Activity:
Transcribe the listing in full. Keep every line exactly as it stands.
————
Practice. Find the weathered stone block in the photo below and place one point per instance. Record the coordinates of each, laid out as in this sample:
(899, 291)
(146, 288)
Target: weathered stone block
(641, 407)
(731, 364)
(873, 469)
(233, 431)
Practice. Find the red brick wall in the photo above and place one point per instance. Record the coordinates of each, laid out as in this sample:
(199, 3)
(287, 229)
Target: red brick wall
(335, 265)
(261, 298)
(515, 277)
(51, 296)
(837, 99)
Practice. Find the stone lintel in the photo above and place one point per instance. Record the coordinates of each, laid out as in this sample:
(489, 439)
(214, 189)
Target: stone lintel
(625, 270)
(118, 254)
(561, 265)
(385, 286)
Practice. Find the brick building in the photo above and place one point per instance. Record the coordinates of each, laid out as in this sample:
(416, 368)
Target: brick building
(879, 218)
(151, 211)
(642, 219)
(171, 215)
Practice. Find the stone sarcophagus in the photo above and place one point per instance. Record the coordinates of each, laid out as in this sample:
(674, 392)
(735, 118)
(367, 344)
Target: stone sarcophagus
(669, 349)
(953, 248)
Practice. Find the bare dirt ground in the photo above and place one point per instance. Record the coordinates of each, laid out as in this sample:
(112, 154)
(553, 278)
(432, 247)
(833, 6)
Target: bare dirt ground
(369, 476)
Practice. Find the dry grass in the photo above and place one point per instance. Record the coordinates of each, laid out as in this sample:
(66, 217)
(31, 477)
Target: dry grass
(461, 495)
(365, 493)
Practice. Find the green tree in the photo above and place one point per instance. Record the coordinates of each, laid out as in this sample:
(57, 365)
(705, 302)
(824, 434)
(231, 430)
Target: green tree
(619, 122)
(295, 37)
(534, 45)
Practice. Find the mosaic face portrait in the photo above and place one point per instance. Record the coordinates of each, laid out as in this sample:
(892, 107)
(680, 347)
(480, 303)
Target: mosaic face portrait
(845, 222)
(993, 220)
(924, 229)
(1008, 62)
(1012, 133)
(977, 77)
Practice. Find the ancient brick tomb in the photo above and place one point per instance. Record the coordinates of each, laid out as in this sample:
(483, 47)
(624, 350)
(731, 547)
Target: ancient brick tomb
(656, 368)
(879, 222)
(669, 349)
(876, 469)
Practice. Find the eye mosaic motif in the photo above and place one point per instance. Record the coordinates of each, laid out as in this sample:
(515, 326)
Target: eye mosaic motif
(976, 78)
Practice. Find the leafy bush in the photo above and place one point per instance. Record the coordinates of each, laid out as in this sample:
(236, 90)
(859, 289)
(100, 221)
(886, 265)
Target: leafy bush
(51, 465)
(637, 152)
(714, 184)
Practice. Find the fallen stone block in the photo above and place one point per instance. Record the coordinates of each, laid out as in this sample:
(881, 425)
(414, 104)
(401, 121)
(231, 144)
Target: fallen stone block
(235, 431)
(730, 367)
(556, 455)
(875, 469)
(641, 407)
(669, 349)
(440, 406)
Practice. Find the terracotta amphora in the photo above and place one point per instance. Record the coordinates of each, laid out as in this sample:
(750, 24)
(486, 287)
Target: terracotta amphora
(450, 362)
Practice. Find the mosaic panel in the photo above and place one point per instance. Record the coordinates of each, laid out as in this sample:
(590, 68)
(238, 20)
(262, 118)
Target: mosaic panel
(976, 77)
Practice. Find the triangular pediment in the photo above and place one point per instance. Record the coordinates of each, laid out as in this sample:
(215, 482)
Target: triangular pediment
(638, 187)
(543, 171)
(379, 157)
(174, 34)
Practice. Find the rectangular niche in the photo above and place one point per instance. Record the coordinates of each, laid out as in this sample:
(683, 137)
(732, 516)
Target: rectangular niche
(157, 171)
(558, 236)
————
Task output:
Practice. Find the weathered stone block in the photo below and place one point per instance. Record the coordinates of each, laid out as in this sample:
(899, 291)
(146, 288)
Target: weathered stone block
(641, 407)
(731, 364)
(873, 469)
(233, 431)
Practice. Find the red brick wall in the photo above and place one point per instance. Record the coordinates of each, laid out as in this sample:
(199, 3)
(287, 229)
Target: red brick wall
(335, 265)
(261, 298)
(515, 277)
(51, 296)
(837, 99)
Practice. Find the stone lintel in the photo above and place one point per instance. Record the coordinates of each, laid out as in this sample:
(489, 439)
(214, 189)
Target: stone lintel
(625, 270)
(118, 254)
(561, 265)
(385, 286)
Practice. Find the brick building in the photo above and place one point per instance. Record the coordinates of each, laid out as in this sample:
(416, 368)
Target: brick building
(879, 218)
(151, 211)
(642, 219)
(171, 215)
Practice. Find the stone sarcophagus in the photo above and place one point per instance. Record the coordinates of each, laid out as in this sample:
(674, 392)
(735, 118)
(367, 344)
Target: stone sarcophagus
(669, 349)
(953, 248)
Practice. Find the bare dirt ground in the photo above and place one point per instance. Record the coordinates of each, laid out as in this sample:
(112, 154)
(553, 278)
(432, 247)
(833, 6)
Target: bare dirt ground
(369, 476)
Practice. Find the dry grass in the photo above and place one point per instance. Record the coordinates of each, laid out as in this sample:
(66, 217)
(31, 477)
Target: dry grass
(461, 495)
(365, 493)
Practice. Find the green tree in the photo above and place one point per instance. Record the coordinates of each, laid out as in this sample:
(57, 365)
(705, 302)
(824, 434)
(231, 430)
Target: green tree
(619, 122)
(295, 37)
(534, 45)
Practice. Find the mosaic face portrait in the photo above and place one point per instance. Record the coordinates of each, laid out as in this sample:
(892, 107)
(680, 347)
(480, 303)
Target: mosaic face portrait
(845, 222)
(993, 220)
(924, 229)
(1008, 62)
(1012, 133)
(977, 77)
Practice. Find the ancient brick tomb in the photo above and place one point per instance. Record the coordinates of each, laid out as in this sample:
(483, 47)
(624, 350)
(731, 547)
Target: ancient brick tomb
(656, 368)
(879, 222)
(669, 349)
(876, 469)
Practice. Find the eye mosaic motif in the photo above and place one point per instance. Record the coordinates of each, laid out as in this sample:
(515, 326)
Target: eye mosaic motif
(976, 78)
Practice. Find the leafy bush in the photo above and place one point per instance. Record the coordinates of each, laid out as in this sample:
(236, 90)
(859, 289)
(100, 221)
(886, 265)
Target: leafy bush
(51, 465)
(637, 152)
(714, 184)
Practice. Find the fallen stone block in the photo above and place one point per instance. Record the coordinates of each, laid out as in this sample:
(881, 425)
(414, 104)
(401, 121)
(231, 144)
Target: fallen stone block
(235, 431)
(730, 367)
(556, 455)
(875, 469)
(641, 407)
(669, 349)
(440, 406)
Practice. Find the terracotta amphora in the photo above and place one point per instance. Record the coordinates of each, laid out as in this sample:
(750, 24)
(486, 287)
Target: terracotta amphora
(450, 362)
Practice. Find the mosaic panel in the photo above and place one point per instance. Record the coordinates of each, laid out as in this sample:
(590, 68)
(238, 20)
(262, 118)
Target: mosaic panel
(976, 77)
Practice. Find the triangular pediment in the photo above and place one point per instance. Record the coordinates of each, laid out as in this sample:
(215, 482)
Target: triangular pediment
(638, 187)
(543, 171)
(379, 157)
(174, 34)
Practice. Find the rectangular niche in the photo above and place one point per instance. Record the coordinates of each, laid out as in this sample:
(683, 137)
(732, 516)
Target: rectangular niche
(157, 171)
(558, 236)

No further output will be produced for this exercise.